→ WHAT IS REQUIRED
Give back exactly the line that contains "One point marks each instance of the leafy" and all the lines after it in the records below, to the very last, with no other output.
[DATA PROVIDED — start]
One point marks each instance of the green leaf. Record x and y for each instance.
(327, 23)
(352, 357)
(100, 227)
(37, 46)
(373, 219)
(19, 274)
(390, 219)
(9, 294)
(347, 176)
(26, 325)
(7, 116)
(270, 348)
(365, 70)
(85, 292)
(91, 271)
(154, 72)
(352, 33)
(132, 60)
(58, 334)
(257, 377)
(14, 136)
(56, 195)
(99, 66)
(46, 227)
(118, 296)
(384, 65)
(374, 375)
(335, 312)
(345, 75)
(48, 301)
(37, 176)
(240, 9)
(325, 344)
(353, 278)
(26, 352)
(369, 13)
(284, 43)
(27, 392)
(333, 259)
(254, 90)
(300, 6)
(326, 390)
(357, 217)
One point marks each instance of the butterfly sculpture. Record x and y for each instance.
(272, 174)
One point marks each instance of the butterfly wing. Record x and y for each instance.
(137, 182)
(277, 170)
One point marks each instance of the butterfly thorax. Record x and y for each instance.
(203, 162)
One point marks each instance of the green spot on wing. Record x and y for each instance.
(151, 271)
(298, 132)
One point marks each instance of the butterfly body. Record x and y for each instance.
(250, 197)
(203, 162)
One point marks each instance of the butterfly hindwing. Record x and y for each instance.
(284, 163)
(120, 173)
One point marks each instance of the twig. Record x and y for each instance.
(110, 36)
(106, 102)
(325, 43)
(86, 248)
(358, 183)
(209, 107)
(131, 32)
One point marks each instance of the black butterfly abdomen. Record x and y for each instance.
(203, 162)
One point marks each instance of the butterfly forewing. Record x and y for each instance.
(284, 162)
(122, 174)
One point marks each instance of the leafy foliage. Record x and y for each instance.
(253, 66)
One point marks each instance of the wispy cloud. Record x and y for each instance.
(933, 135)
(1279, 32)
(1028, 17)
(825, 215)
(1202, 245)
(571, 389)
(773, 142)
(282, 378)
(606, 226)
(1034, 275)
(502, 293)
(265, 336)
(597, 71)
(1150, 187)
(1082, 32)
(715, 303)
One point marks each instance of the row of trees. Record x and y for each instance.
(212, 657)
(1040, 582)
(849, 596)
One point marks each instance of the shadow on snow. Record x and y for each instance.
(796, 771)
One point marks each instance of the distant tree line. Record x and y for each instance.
[DATA PROVIDED — finish]
→ EXERCISE ANSWER
One point marks each instance of the leafy foliage. Record x and y for each instance.
(253, 66)
One point marks each instance of the wispy cloud. Record x and y for each instance.
(933, 135)
(1279, 32)
(1028, 17)
(825, 215)
(1202, 245)
(571, 389)
(773, 142)
(282, 378)
(606, 226)
(1034, 275)
(502, 293)
(265, 336)
(597, 71)
(1150, 187)
(1082, 32)
(715, 303)
One point marks each instance of the row of trees. Record x and y for each instance.
(212, 657)
(1040, 582)
(849, 596)
One point marks each instance of the shadow on snow. Record x and y for each instance.
(796, 771)
One point marks each instance of the distant tree line. Record x and y for each instance.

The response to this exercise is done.